• Fragmento citado:
───

Los recientes operativos policiacos llevados a cabo por la Secretaría de Seguridad Pública en diferentes delegaciones del Distrito Federal, han provocado reacciones encontradas entre la población. Para unos, temor de que excedan sus límites: que se violen derechos humanos, que se afecte a personas inocentes... Para otros, aprobación a acciones ``acertadas'', aunque tardías, para frenar el alarmante incremento en los índices delictivos en la ciudad, que no es sino la expresión concentrada de la inseguridad pública que experimentan casi todas las poblaciones del país.
Algunos analistas señalan que en la ciudad de México existen, al menos, cien colonias altamente peligrosas, en las que no se atreven a circular despúes de las diez de la noche, pues se exponen a asaltos, secuestros e, incluso, homicidios.
De acuerdo con algunas estadísticas, el índice de criminalidad capitalina creció, entre 1930 y 1993, en un 3 por ciento anual. Sin embargo, de 1993 a 1996 lo hizo en 21 por ciento. En ese mismo periodo, los actos de delincuencia denunciados se multiplicaron en 80 por ciento en el Distrito Federal y en 92 por ciento en el interior del país. Los especialistas afirman que de los actos denunciados apenas un 10 por ciento obtuvo algún tipo de castigo.

───

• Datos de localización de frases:
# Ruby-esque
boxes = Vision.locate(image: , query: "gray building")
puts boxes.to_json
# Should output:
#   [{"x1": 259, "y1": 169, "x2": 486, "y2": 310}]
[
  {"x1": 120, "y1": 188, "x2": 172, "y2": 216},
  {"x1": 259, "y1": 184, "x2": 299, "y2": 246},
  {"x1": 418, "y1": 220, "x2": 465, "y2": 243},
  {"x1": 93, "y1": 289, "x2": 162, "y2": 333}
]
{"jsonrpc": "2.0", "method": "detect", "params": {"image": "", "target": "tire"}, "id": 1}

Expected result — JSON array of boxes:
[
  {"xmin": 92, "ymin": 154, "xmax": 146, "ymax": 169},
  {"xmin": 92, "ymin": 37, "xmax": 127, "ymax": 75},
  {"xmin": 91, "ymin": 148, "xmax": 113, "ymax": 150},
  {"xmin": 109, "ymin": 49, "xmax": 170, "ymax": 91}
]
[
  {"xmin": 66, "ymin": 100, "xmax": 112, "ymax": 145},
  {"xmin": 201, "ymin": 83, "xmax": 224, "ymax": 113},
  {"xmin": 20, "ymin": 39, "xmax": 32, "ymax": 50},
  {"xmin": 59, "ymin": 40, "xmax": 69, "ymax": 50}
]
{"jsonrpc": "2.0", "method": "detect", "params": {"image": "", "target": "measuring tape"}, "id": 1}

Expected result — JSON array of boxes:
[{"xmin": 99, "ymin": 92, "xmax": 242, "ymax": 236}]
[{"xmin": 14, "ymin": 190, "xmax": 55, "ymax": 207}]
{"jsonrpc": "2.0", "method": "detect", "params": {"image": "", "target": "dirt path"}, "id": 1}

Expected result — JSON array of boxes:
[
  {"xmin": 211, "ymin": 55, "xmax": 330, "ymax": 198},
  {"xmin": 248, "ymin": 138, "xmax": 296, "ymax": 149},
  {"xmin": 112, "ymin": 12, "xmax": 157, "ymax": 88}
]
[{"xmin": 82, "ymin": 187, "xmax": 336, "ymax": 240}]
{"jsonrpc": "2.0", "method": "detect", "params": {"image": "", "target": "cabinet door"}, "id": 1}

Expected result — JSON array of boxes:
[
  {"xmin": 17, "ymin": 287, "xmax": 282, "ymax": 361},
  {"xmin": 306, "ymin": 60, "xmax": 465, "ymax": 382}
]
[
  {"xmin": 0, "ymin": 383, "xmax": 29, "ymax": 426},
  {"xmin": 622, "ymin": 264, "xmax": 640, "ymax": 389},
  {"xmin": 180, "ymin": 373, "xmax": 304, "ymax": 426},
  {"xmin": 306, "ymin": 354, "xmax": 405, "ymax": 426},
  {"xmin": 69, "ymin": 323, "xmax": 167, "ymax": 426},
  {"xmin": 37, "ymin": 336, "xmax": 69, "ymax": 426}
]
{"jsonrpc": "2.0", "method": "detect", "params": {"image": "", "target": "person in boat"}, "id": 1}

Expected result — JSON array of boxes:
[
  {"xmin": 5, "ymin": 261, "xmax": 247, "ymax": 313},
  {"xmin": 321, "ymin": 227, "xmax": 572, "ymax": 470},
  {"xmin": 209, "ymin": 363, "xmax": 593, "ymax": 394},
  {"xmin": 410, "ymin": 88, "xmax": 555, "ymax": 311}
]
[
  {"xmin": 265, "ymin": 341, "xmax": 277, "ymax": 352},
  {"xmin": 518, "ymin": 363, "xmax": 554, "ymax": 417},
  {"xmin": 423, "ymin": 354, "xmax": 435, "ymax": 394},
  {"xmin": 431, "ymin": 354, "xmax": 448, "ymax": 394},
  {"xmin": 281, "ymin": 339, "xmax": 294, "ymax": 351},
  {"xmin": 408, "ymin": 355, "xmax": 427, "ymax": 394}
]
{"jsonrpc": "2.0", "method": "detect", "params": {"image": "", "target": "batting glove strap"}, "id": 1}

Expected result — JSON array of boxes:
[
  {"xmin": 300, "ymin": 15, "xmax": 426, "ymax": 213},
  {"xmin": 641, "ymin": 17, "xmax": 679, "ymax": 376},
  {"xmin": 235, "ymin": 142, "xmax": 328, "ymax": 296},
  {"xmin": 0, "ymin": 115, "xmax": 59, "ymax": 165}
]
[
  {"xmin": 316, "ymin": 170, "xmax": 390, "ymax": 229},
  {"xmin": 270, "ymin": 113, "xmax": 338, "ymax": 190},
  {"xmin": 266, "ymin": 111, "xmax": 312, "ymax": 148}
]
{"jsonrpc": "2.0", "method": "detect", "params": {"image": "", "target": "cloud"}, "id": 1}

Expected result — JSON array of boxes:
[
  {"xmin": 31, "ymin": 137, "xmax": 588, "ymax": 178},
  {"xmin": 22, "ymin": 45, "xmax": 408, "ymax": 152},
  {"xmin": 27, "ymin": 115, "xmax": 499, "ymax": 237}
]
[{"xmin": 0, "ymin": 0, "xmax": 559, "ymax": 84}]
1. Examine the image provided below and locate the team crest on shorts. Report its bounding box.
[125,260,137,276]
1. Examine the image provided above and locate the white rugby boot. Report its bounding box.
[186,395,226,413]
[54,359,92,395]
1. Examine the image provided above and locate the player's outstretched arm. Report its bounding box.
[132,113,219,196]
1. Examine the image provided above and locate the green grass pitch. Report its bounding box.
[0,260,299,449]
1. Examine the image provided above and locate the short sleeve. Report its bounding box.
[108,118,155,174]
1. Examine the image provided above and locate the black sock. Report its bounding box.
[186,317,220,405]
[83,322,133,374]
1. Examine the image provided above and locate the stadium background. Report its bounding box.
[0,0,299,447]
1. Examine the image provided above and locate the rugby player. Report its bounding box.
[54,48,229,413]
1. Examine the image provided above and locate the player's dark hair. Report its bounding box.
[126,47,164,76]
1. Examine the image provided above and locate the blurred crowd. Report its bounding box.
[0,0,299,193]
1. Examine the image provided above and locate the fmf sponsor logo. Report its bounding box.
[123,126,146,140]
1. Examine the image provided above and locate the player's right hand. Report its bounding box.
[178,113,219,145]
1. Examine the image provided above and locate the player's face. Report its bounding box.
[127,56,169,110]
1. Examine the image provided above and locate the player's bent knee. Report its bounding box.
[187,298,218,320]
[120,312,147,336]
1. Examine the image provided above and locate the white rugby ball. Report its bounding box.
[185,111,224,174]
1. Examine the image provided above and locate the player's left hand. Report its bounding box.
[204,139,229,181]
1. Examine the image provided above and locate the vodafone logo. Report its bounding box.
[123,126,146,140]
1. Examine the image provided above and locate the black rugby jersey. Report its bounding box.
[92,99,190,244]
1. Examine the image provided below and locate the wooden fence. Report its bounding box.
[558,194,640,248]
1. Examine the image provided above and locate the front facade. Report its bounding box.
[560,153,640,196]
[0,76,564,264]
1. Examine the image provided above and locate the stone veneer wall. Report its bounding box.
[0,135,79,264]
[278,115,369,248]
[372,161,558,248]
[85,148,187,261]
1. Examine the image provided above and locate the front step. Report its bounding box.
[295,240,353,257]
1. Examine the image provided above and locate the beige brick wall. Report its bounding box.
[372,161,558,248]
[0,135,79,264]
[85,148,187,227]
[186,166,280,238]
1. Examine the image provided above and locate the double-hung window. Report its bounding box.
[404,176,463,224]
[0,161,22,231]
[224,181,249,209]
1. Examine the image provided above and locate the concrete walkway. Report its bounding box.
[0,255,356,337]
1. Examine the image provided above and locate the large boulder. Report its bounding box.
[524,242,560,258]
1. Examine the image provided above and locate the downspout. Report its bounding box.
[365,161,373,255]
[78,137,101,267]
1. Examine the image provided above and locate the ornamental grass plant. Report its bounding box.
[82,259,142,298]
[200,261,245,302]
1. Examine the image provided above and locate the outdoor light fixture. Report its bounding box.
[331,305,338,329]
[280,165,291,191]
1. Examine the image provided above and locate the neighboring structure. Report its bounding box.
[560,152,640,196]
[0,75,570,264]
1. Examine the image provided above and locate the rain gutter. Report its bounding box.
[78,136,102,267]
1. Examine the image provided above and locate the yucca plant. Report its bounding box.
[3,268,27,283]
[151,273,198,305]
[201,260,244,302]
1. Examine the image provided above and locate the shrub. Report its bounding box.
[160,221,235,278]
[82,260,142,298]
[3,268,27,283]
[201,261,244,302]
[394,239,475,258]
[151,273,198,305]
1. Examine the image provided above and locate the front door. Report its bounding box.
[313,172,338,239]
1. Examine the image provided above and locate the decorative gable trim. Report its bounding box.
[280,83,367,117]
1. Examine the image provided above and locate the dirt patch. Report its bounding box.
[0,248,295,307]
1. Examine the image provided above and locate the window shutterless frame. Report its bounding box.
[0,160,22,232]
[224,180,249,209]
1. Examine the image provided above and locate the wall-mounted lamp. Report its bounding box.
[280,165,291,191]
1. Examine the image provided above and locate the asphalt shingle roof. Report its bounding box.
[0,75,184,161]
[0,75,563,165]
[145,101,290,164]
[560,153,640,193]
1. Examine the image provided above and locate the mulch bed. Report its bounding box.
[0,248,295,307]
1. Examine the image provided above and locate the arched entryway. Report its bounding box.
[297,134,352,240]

───

Responde estas preguntas sobre el fragmento citado acerca de la inseguridad en la ciudad de México:
(a) ¿Qué dependencia llevó a cabo los recientes operativos policiacos?
(b) Según algunos analistas, ¿cuántas colonias altamente peligrosas hay, al menos, en la ciudad de México?
(c) ¿En qué porcentaje se multiplicaron los actos de delincuencia denunciados en el interior del país entre 1993 y 1996?

(a) La Secretaría de Seguridad Pública.
(b) Cien.
(c) En 92 por ciento.